(Beginning of Source material)

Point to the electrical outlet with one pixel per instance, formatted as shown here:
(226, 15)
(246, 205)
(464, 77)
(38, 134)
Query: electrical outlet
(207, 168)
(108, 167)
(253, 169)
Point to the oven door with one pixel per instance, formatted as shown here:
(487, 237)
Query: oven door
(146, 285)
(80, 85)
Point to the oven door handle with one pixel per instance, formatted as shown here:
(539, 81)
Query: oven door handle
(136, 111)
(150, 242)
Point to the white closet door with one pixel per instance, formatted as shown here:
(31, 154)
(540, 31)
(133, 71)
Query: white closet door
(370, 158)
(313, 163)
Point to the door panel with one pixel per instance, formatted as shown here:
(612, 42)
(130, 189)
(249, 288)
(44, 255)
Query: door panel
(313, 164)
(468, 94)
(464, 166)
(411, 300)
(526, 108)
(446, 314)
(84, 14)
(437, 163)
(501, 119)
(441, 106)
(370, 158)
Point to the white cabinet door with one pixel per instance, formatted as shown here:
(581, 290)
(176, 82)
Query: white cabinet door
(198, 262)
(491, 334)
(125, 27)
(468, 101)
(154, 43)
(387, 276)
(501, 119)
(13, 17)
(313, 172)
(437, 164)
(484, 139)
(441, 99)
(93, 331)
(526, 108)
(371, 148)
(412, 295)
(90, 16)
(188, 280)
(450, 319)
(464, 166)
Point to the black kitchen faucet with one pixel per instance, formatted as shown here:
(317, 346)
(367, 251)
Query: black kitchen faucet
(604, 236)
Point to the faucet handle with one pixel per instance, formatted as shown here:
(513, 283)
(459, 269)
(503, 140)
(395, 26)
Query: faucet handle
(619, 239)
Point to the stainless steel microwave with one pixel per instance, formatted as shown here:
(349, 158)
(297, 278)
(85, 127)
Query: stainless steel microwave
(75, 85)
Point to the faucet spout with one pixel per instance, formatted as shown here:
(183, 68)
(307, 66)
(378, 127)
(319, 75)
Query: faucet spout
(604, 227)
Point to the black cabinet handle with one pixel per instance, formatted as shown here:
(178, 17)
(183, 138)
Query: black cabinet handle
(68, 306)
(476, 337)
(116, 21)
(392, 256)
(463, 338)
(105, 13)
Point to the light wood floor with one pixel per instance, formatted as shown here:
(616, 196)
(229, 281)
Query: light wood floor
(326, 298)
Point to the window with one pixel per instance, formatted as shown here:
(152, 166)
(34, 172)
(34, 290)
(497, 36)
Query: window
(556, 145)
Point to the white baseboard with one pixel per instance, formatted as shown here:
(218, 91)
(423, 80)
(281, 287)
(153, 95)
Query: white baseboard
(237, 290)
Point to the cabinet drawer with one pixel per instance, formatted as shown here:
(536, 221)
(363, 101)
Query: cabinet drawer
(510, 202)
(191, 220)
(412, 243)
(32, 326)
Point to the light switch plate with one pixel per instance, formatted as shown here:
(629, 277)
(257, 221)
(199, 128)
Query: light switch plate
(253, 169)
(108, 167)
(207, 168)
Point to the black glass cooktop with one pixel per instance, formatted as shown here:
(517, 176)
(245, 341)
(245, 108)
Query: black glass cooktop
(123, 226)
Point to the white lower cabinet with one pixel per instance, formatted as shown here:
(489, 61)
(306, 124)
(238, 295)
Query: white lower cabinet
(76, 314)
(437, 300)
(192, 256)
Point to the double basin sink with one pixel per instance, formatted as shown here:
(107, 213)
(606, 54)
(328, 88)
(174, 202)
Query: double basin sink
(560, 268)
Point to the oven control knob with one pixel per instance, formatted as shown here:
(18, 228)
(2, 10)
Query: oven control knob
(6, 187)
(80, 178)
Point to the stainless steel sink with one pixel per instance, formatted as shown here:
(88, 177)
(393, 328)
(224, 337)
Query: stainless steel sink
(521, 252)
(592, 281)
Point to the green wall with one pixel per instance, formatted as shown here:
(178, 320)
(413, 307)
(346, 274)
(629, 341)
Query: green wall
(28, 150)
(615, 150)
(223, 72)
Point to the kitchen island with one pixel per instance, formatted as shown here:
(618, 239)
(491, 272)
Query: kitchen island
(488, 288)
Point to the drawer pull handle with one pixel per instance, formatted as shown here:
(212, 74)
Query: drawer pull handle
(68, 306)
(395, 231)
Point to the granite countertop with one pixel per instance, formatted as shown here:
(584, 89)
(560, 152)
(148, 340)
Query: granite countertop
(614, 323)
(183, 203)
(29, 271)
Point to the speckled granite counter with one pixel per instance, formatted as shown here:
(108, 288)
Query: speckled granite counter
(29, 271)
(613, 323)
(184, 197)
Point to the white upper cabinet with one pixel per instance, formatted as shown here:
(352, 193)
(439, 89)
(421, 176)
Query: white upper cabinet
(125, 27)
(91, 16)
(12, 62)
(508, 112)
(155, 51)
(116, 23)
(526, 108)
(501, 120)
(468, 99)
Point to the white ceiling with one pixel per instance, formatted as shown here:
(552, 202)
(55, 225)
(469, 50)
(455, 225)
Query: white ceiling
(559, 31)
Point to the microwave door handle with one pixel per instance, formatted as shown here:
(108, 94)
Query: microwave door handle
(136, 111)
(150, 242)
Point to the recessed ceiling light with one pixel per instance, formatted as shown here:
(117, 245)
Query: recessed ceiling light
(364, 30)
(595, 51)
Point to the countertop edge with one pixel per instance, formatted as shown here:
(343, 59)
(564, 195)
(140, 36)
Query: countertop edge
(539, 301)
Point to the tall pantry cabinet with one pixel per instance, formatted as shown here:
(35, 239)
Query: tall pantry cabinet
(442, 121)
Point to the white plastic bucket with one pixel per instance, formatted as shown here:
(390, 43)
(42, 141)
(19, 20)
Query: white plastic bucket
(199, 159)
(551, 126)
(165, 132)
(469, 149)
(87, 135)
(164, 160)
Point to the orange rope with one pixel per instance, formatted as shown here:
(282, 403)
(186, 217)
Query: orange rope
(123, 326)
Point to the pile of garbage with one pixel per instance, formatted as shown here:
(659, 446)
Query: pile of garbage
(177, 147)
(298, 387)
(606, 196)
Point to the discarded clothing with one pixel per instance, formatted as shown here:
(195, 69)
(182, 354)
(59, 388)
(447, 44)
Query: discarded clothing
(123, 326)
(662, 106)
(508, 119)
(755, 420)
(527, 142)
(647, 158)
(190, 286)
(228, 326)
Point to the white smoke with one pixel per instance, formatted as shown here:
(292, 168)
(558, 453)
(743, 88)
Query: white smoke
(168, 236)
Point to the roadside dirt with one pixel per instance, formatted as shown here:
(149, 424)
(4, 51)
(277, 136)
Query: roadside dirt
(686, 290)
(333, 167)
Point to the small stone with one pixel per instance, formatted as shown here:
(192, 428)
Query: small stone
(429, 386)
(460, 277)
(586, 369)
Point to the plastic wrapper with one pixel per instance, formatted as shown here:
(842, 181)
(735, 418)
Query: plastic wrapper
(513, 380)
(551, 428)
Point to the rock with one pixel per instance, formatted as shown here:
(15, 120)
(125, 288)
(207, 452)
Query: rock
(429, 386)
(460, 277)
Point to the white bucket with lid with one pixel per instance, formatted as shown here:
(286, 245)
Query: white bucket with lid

(End of Source material)

What you need to do:
Restate every entry above exactly as it stands.

Answer for this exercise:
Point to the electrical outlet with one pixel per instance, formatted as shown here:
(226, 15)
(246, 205)
(464, 77)
(38, 134)
Query: electrical outlet
(207, 168)
(108, 167)
(253, 169)
Point to the oven door with one pixel per instance, formatted as shown here:
(487, 237)
Query: oven door
(146, 285)
(80, 85)
Point to the oven door handle with one pixel per instance, formatted as shown here:
(539, 81)
Query: oven door handle
(136, 111)
(150, 242)
Point to the white closet door with one pixel per instance, formatted as shown here:
(31, 154)
(540, 31)
(133, 71)
Query: white closet door
(370, 158)
(313, 163)
Point to the door panel with one pixel per instance, formatted as shown here:
(612, 42)
(130, 189)
(249, 288)
(44, 255)
Query: door panel
(313, 164)
(468, 94)
(464, 166)
(411, 300)
(526, 108)
(446, 314)
(84, 14)
(437, 163)
(501, 119)
(441, 106)
(370, 158)
Point to the white cabinet door with one pixel per instance, formatted as shown here:
(581, 290)
(176, 82)
Query: white cabinet door
(198, 262)
(491, 334)
(125, 27)
(468, 101)
(154, 43)
(387, 276)
(501, 119)
(13, 17)
(313, 172)
(437, 164)
(484, 139)
(441, 99)
(93, 331)
(526, 108)
(371, 148)
(412, 295)
(90, 16)
(188, 280)
(450, 319)
(464, 166)
Point to the black kitchen faucet with one pixel per instance, formatted as shown here:
(317, 346)
(367, 251)
Query: black kitchen faucet
(604, 236)
Point to the faucet handle with one pixel per instance, formatted as shown here:
(513, 283)
(459, 269)
(503, 140)
(395, 26)
Query: faucet handle
(619, 239)
Point to the stainless steel microwave with one pixel per instance, formatted as shown here:
(349, 158)
(297, 278)
(85, 127)
Query: stainless steel microwave
(75, 85)
Point to the faucet spout with one pixel per instance, formatted as shown here:
(183, 68)
(307, 66)
(378, 127)
(319, 75)
Query: faucet spout
(604, 227)
Point to the black cabinet handle with one pixel per instance, formatted as shown here:
(178, 17)
(183, 138)
Query: black cabinet handle
(68, 306)
(476, 337)
(116, 21)
(392, 256)
(463, 338)
(105, 13)
Point to the light wood floor with one pixel per instance, formatted as shown here:
(616, 196)
(229, 281)
Query: light wood floor
(326, 298)
Point to the window with one pixel per instance, formatted as shown here:
(152, 166)
(34, 172)
(34, 290)
(497, 36)
Query: window
(556, 145)
Point to the white baseboard with one pixel per instance, formatted as shown here:
(218, 91)
(423, 80)
(281, 287)
(153, 95)
Query: white baseboard
(237, 290)
Point to the cabinet drawer with one pixel per instance, formatted as shown here:
(536, 221)
(363, 101)
Query: cabinet drawer
(510, 202)
(191, 220)
(412, 243)
(32, 326)
Point to the light switch plate with one pixel per instance, formatted as shown here:
(629, 277)
(257, 221)
(199, 128)
Query: light switch plate
(253, 169)
(108, 167)
(207, 168)
Point to the black glass cooktop with one pixel per instance, formatted as shown here:
(517, 176)
(245, 341)
(245, 108)
Query: black glass cooktop
(123, 226)
Point to the white lower cabinet with one pixel per instance, formatted as shown here:
(489, 61)
(306, 124)
(238, 295)
Query: white lower cabinet
(76, 314)
(437, 300)
(192, 256)
Point to the double basin sink with one pixel per instance, formatted as shown here:
(107, 213)
(606, 54)
(328, 88)
(174, 202)
Query: double basin sink
(560, 268)
Point to the oven control knob with one pixel per instance, formatted as shown here:
(18, 228)
(2, 10)
Query: oven control knob
(6, 187)
(80, 178)
Point to the stainless steel sink with one pixel per instance, formatted as shown here:
(88, 177)
(393, 328)
(224, 337)
Query: stainless steel sink
(521, 252)
(592, 281)
Point to the green wall with one pixel per instance, formatted as shown here:
(178, 320)
(413, 307)
(346, 274)
(629, 341)
Query: green wall
(28, 150)
(615, 150)
(223, 72)
Point to the kitchen island with one pixel per instance, formatted as shown here:
(618, 239)
(491, 272)
Query: kitchen island
(488, 288)
Point to the drawer pull handle with one pixel per instance, formatted as shown here:
(212, 74)
Query: drawer pull handle
(68, 306)
(395, 231)
Point to the granite countertop with one pixel per instance, formatted as shown here:
(584, 89)
(560, 152)
(148, 340)
Query: granite countertop
(614, 323)
(183, 203)
(29, 271)
Point to the speckled granite counter with one pixel per instance, formatted as shown here:
(108, 288)
Query: speckled granite counter
(29, 271)
(613, 323)
(184, 197)
Point to the white upper cabinet with one pixel per instance, formatted as shown here:
(352, 193)
(439, 89)
(421, 176)
Query: white upper cabinet
(125, 27)
(91, 16)
(12, 62)
(508, 112)
(155, 51)
(116, 23)
(526, 108)
(501, 120)
(468, 99)
Point to the white ceiling with one pixel per instance, formatted as shown here:
(552, 202)
(55, 225)
(469, 50)
(455, 225)
Query: white ceiling
(559, 31)
Point to the microwave door handle with one pixel per instance, formatted as shown here:
(108, 94)
Query: microwave door handle
(136, 111)
(150, 242)
Point to the recessed ceiling light with one pixel per instance, formatted as shown here:
(117, 245)
Query: recessed ceiling light
(364, 30)
(595, 51)
Point to the countertop edge with one pixel per instance, formatted as shown here:
(343, 59)
(564, 195)
(140, 36)
Query: countertop edge
(539, 301)
Point to the tall pantry cabinet with one pixel per instance, formatted as shown here:
(35, 239)
Query: tall pantry cabinet
(442, 121)
Point to the white plastic bucket with one pixel per instance, formatted as shown here:
(390, 43)
(42, 141)
(19, 20)
Query: white plastic bucket
(199, 159)
(551, 126)
(165, 132)
(469, 149)
(87, 135)
(164, 160)
Point to the orange rope with one pixel per instance, formatted as shown here:
(282, 403)
(186, 217)
Query: orange rope
(123, 326)
Point to the pile of garbage with one pixel per instance, formatted as shown here:
(659, 446)
Query: pile of garbage
(177, 147)
(298, 387)
(606, 196)
Point to the discarded clothing with one pixel per instance, formatted as shown here:
(195, 69)
(182, 354)
(59, 388)
(447, 44)
Query: discarded clothing
(123, 326)
(662, 106)
(508, 119)
(755, 420)
(527, 142)
(647, 158)
(190, 286)
(228, 326)
Point to the white smoke with one pixel per instance, formatted as shown here:
(292, 168)
(558, 453)
(743, 88)
Query: white smoke
(168, 236)
Point to the roadside dirt with one pixel per instance, formatted as shown here:
(149, 424)
(4, 51)
(277, 136)
Query: roadside dirt
(686, 290)
(333, 167)
Point to the small stone with one pixel per instance, formatted as shown here:
(192, 428)
Query: small stone
(429, 386)
(460, 277)
(586, 369)
Point to the plastic wrapper with one pixel per instance, formatted as shown here:
(842, 181)
(735, 418)
Query: plastic wrapper
(513, 380)
(551, 428)
Point to the rock with one pixel per instance, formatted as shown here:
(15, 120)
(125, 288)
(207, 452)
Query: rock
(429, 386)
(460, 277)
Point to the white bucket with lid with one pixel per instance, formatted as shown here:
(286, 245)
Query: white bucket with lid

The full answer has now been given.